**Try it:** Write the next part of the forum discussion below about Haskell and dependent typing, starting right after its final sentence.

Status quo is not sustainable. The other languages will absorb Haskell features over time and there would be no more “future GHC maintainers”.

I’d rather help people with “continued usage” while the core gets rebuilt than have it stagnated.

Uhm, which languages would absorb haskell features, you mean?

I view that as a strange opinion about programming languages: current mainstream languages are somewhere in a continuum: untyped - weakly-typed - statically-typed - dynamically-typed. So Dependently Typed languages are currently a niche. (Unless you want to clump dynamically-typed as a variety of dependently-typed – but the threads for Haskell are saying the DTs are not related like that.) How did strongly-typed languages manage to survive 60 years and still be mainstrean? (starting counting from Algol 60).

“inexpressible” is just plain wrong: those languages keep sophisticated software systems going. It might be some ideas can be expressed only poorly/requiring extra code in which the compiler can’t see the invariants the code is successfully expressing.

But then even with Dependent Typing, there remain ideas you can express only awkwardly. (Catching overflow or divide-by-zero of values that arrive at run-time.) So there’s a value judgment: does the increase in expressivity outweigh the disruption of introducing Dependent Typing, and the cognitive load all users will need to carry?

This tower? [†] Or the highest human construction in the world – at the time of its second collapse. (Before anybody asks, the Burj Khalifa is the opposite of beautiful – and that’s before you find out about what happens with its sewage.)

**Study material:**
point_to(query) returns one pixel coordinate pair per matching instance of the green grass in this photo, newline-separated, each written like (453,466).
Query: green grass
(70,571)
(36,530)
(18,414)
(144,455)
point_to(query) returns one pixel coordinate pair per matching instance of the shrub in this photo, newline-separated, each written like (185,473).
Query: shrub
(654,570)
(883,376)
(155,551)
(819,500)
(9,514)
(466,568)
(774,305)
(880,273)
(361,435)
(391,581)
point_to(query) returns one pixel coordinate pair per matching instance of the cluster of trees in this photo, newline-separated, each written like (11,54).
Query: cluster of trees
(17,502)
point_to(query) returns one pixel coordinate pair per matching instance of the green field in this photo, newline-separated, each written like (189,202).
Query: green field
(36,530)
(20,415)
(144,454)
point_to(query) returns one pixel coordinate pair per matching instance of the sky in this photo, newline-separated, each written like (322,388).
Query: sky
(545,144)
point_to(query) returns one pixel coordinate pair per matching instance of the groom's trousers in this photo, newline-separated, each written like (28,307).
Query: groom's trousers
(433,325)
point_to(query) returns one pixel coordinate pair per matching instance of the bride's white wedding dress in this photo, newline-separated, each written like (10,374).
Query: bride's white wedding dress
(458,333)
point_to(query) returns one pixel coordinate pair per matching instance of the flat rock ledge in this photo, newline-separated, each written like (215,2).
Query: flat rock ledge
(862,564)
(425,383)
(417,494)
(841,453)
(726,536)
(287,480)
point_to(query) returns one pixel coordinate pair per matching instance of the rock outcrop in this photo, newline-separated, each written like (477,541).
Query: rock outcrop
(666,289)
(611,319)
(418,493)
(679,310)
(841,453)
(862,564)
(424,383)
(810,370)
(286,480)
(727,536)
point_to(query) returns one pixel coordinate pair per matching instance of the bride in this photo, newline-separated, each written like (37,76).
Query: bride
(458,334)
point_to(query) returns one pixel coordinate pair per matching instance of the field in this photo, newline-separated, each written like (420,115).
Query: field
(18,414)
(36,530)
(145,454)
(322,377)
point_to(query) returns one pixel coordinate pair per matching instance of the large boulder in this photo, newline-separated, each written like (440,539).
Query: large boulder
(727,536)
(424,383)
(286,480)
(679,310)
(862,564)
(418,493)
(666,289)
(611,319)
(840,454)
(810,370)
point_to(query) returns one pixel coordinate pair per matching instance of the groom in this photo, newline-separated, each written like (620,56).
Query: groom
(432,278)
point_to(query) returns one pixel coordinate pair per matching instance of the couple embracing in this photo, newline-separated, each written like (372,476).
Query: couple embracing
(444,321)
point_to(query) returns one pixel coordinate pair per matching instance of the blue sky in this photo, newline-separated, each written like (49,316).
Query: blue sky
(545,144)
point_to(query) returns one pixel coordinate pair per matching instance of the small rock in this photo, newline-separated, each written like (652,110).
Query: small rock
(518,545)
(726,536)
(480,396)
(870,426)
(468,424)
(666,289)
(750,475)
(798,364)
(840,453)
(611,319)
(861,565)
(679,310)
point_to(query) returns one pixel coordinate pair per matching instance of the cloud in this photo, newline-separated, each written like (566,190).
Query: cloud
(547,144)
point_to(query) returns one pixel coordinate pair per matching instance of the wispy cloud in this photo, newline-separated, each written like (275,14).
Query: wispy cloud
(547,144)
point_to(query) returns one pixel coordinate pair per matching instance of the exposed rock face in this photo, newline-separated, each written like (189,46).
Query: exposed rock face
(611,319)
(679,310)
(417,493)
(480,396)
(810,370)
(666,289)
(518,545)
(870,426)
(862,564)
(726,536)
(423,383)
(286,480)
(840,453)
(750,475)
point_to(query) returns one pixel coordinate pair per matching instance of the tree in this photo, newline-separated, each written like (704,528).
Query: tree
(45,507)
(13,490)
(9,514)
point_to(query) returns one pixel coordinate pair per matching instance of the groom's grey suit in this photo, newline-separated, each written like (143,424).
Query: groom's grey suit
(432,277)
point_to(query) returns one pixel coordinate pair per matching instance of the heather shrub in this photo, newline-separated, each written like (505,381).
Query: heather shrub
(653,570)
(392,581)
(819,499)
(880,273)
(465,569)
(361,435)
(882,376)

**Result:**
I agree the current under-structure needs some remedial work. I disagree what that work should be addressing – so if I were to continue with GHC I’d be suffering all the disruption and cognitive load with no improvement in what I want to express.

[†] Addit: (for those not getting the relevance to language, and amidst the loose talk of forking tongues) "That is why its name was called Babel—because there the Lord confused the language of the entire world, " — Genesis 11:9 NET

Thorough dependently typed languages do not allow such overflow and divide-by-zero to occur - because that harms soundness. Not that those dependent typed languages are practical tho, like, they’ve been around for long and is still strictly constrained to niche uses.

I wonder if replacing types entirely with tests would work for future languages. In the end, tests are sufficiently powerful and flexible.

Rust, Scala, Java. You know, the languages.